§ PROVIDED RECORDS
━━━

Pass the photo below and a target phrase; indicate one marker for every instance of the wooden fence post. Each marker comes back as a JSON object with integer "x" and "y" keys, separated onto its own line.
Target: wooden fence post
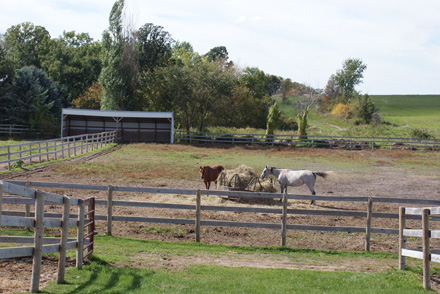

━━━

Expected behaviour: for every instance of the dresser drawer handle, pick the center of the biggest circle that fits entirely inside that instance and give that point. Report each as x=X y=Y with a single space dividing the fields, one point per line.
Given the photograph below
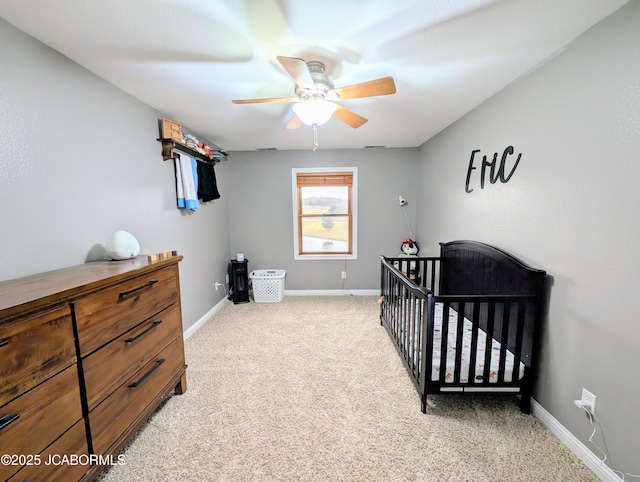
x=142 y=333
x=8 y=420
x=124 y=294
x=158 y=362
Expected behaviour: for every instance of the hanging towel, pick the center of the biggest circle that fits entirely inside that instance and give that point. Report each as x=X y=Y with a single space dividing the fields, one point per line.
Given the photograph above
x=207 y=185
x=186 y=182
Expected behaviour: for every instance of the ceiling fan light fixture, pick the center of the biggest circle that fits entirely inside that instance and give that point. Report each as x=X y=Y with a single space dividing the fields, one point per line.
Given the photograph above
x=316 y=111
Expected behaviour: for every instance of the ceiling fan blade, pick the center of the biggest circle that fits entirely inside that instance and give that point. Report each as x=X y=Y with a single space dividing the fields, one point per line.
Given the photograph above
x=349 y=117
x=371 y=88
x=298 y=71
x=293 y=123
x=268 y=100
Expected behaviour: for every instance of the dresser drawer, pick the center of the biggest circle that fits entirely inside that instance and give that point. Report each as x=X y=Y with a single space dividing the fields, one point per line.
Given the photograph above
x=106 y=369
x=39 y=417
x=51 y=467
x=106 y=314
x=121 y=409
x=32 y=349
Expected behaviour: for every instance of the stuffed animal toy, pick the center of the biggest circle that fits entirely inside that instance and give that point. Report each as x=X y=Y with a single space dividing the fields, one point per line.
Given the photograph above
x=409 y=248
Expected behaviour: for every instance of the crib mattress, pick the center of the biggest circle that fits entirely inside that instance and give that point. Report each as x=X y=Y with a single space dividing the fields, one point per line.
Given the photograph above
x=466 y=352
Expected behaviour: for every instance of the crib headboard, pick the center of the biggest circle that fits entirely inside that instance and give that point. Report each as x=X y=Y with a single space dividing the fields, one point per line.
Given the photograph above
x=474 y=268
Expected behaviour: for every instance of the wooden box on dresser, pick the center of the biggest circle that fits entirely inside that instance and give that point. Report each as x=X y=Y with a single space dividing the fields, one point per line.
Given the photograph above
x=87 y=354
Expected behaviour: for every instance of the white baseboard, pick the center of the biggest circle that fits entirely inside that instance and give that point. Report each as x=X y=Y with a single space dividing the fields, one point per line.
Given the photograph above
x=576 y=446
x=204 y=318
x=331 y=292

━━━

§ ASSIGNMENT
Only the lines that contain the word "ceiling" should be copied from the material.

§ EXERCISE RESPONSE
Expected behaviour: for every instance of the ceiling fan light fixture, pick the center of the biggest circle that fits entirely inside that instance and give that point. Report each as x=X y=Y with a single space dividing the fields, one point per line.
Expected behaviour: for every instance of the ceiling fan blade, pick the center of the biggest circle that fits entirely inside that instance and give that point. Report each as x=X y=Y with a single space dividing the fields, one point per line.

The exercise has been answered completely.